Could you reproduce every record below exactly as written?

* * * * *

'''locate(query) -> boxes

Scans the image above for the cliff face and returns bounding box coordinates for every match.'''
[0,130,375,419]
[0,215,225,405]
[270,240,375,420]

* * * * *

• ANSWER SPACE:
'''locate(query) -> boxes

Scans the image above for the cliff face and returns bounding box coordinates for every match.'''
[0,130,375,419]
[0,215,225,405]
[270,240,375,420]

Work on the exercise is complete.